Kristen Lindsey - Sunday, November 01, 2015



I had a great chat with a client last week. In the middle of it, she asked me a great question: "What are the types of things I need to expect from my web person?" It reminded me of this article I wrote a number of years ago. It seemed to answer her question pretty well so I thought I'd repost. Thoughts? Comments? Experiences to share? Please chime in!



As with the practice of Feng Shui, understanding five principle elements can help marketers and small business owners build better, more profitable websites.

Feng Shui is a practice of bringing balance to one's living space based on five elements of ancient Chinese philosophy: Water, Metal, Wood, Earth, and Fire. Whether huge and complex like Amazon.com or only four or five pages like a small bed and breakfast site, all websites have their own five basic elements:

  1. Infrastructure
  2. Design
  3. Functionality
  4. Content
  5. Marketing

Understanding each element, the skill sets required to produce these elements, and how they interrelate can help a business make the best decisions about how their site should be constructed, maintained and promoted.

Element #1: Infrastructure


Infrastructure is the backbone of your website. Purchasing your domain name, setting up hosting for your site, email set up, etc.  are tasks that establish the physical structure on which your site will reside.

Any type of web contractor, whether it is a one-man show like a webmaster or a full-service development firm, can handle this for your business. Though contractors may be overseeing infrastructure items on your behalf, make sure you have copies of all records and receipts of hosting agreements and domain purchases. Contractors only need the technical access info, but you need the account and billing information, in case you ever need to change contractors in the future. Plus, you're the boss! That info is mission critical business info and should live with you.

Element #2: Design


The next element of a website is design. Design is the look and feel of your web pages: Is navigation across the top or to the left? Where are the optimal locations for photos, graphics, and text? How is the copy laid out? What is the color scheme?

Design can be one of the most frustrating challenges when building a website. There is such a large number of designers out there with considerable price differences, and it is difficult to determine where there is a value for the money.

Companies or individuals marketing design services today can range from graphic designers versed in print who are trying to add web to their skills to technical people who write code in HTML but have limited artistic training. Neither of these offer the best bang for the buck.

A web designer who has strong artistic ability yet is also well-versed in common web "best practices" like optimal web page file size, usability concerns, conversion optimization and information architecture is the best option. Though you may not need an award-winning creative designer, you do need a professional, credible site. Try to shop around and find someone with these skills in your price range.

For design, the final price is less important than knowing exactly what you are getting for the price. Decide how much you are willing to pay and look for someone with the skills mentioned. You can definitely find inexpensive designers out there, but beware. You may pay less for the design, but you will lose money in the end if visitors consider your site unprofessional or untrustworthy.

Element #3: Functionality


The third element of your website is functionality. Some common examples of website functionality include online forms, site registration, email newsletter sign-ups, and shopping carts. It is sometimes common for business owners to consider design and functionality to be the same thing, but they are actually two entirely different disciplines. Functionality is executed using programming languages or scripts, whereas a design is done with tools that create, edit, and lay out photos, graphics, and text.

TASK SET
**1)** Rewrite the paragraph of the website elements article beginning "Any type of web contractor" as a short bulleted list that keeps its main facts.
**2)** Extend the article on the five elements of a website, starting right after its final sentence about functionality.

PROVIDED MATERIAL
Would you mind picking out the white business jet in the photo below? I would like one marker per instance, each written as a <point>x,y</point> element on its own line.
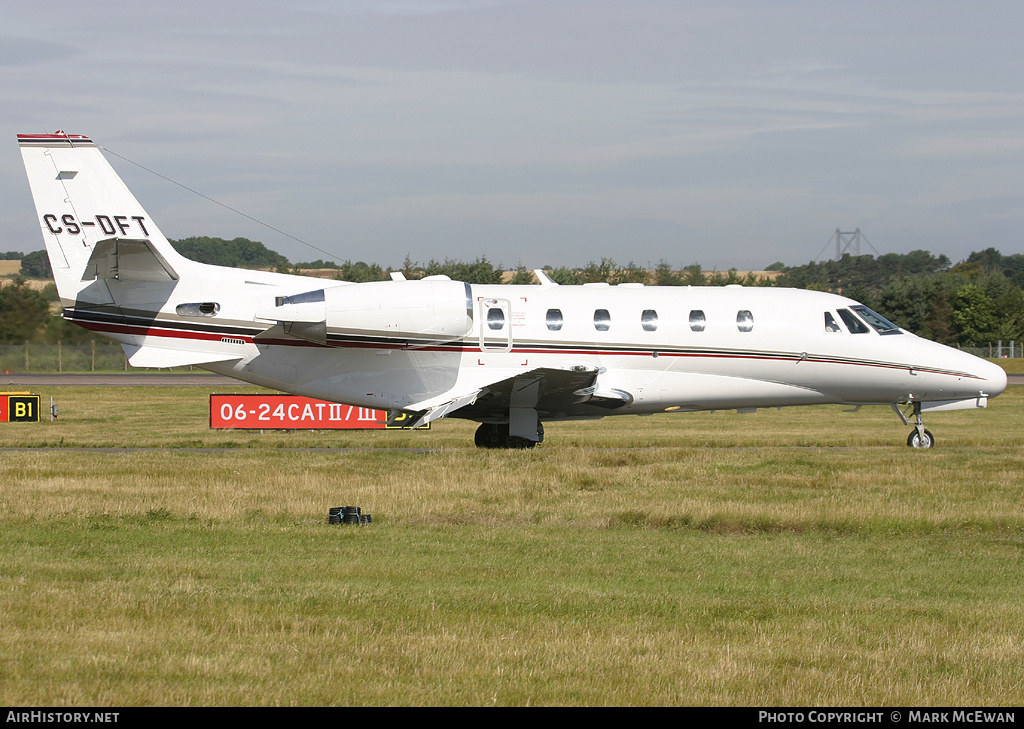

ANSWERS TO THE TASKS
**1)**
- Any web contractor, from a one-person webmaster to a full-service development firm, can handle infrastructure for a business.
- Even when a contractor manages these items, keep copies of all records and receipts for hosting agreements and domain purchases.
- Contractors need only the technical access information. The owner needs the account and billing information in case of a future change of contractors.
- This is mission-critical business information, and it should stay with the owner.

**2)**
Knowing the difference allows you to effectively determine what skill sets are necessary for your site and find that talent, whether hiring in-house or contracting to outside consultants.

Think about the website experience you seek for your visitors. Does it involve a lot of functionality? Is it a central aspect of the website, like a shopping cart? A web designer may be able to provide some simple functionality like a request form or a simple shopping cart, but for anything more substantial you will want to hire people with web programming experience.

Element #4: Content


The fourth element is website content. Content is the most basic element around which all others revolve. This is the meat of your site - what your visitors are coming for. Infrastructure, design and functionality provide the medium for content to be provided to site visitors. Content includes text, photo, graphics, multimedia, or video. Unfortunately, content is often the most neglected element of many websites, despite its importance. Many websites suffer from outdated content. For small business owners and marketing departments, writing and updating web content seems to drop to the bottom of the priority list. Other businesses have their site maintained by their webmaster or design shop, and though the site owner is diligent about changes, the 
contractor doesn't update in a timely manner.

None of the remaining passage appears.